[Rows start]
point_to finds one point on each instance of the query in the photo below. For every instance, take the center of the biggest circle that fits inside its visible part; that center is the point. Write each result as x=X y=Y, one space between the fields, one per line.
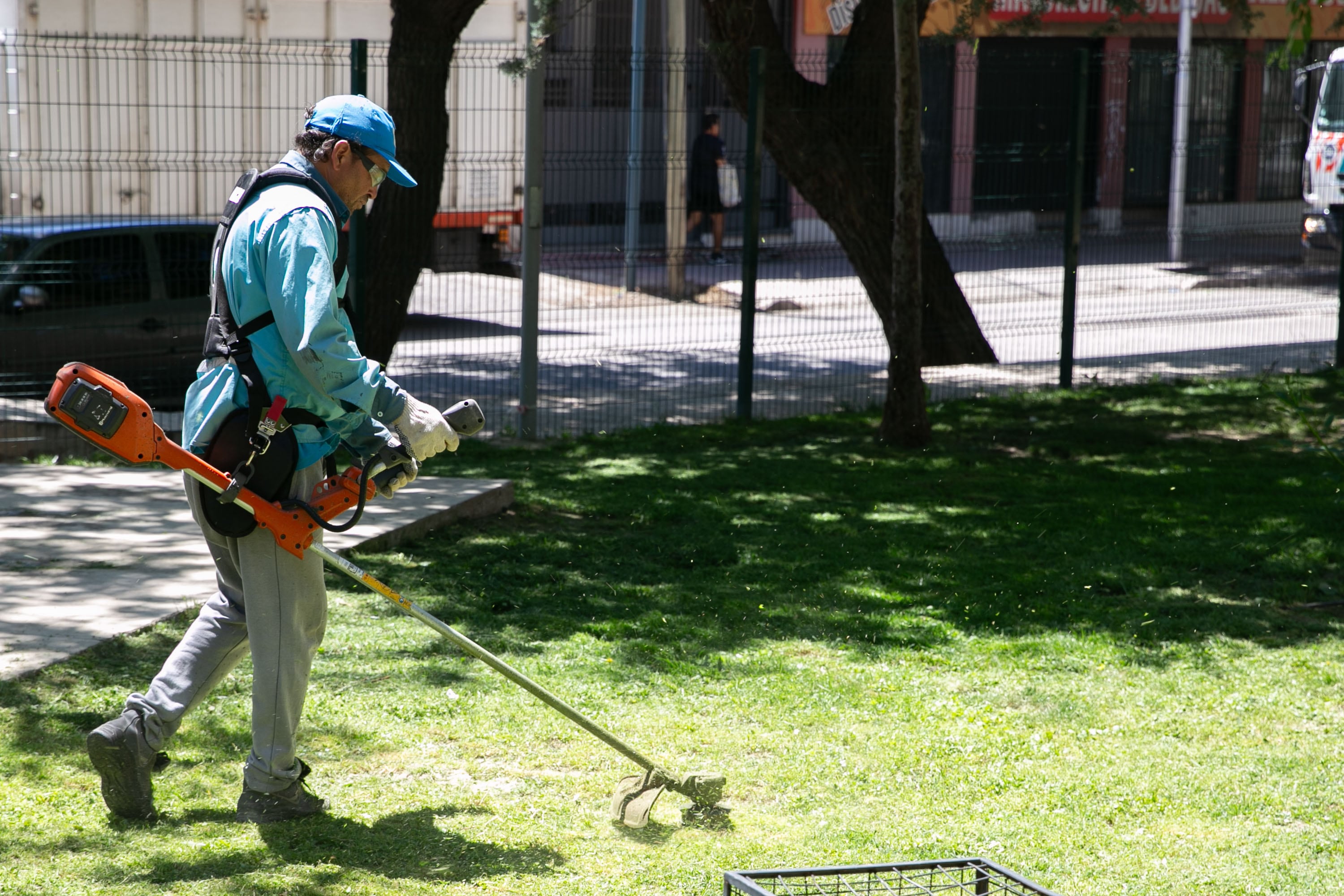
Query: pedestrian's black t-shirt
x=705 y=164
[Rows end]
[Rows start]
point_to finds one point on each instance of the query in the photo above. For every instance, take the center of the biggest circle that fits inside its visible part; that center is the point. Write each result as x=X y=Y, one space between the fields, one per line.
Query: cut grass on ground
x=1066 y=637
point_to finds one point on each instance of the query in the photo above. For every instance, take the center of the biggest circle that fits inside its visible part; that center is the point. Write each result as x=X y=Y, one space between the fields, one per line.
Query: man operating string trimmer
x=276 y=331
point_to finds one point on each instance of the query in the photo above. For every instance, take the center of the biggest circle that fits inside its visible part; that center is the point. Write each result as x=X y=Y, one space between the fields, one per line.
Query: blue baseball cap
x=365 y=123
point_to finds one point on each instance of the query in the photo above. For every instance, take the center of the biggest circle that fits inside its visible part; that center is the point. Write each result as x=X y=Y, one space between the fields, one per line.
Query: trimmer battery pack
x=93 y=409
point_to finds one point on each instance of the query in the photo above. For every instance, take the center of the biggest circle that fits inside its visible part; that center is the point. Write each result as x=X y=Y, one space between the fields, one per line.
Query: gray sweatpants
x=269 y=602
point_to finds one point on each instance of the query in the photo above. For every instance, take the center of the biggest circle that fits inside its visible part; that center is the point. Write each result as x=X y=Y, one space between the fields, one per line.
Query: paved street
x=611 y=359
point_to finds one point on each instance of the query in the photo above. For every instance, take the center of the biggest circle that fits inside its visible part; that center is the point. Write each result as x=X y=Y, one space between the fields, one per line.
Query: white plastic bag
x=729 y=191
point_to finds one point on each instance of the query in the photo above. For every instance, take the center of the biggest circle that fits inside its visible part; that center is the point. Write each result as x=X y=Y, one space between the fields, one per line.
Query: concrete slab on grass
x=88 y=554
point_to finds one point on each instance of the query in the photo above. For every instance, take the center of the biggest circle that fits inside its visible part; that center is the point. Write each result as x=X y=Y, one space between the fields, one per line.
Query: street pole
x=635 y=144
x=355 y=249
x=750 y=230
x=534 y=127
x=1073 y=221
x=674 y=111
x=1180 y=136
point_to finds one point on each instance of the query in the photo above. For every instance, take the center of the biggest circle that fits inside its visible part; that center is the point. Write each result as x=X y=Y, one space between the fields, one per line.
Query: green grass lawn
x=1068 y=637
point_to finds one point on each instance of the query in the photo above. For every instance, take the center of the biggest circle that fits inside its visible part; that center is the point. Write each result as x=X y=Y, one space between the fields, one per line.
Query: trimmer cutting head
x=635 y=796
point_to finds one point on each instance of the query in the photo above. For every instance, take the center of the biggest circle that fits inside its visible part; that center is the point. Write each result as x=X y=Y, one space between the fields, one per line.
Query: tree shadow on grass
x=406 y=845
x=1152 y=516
[Rows end]
## Work required:
State how many lines in the records include the string "grass". Reply with that number only.

## Answer to this exercise:
4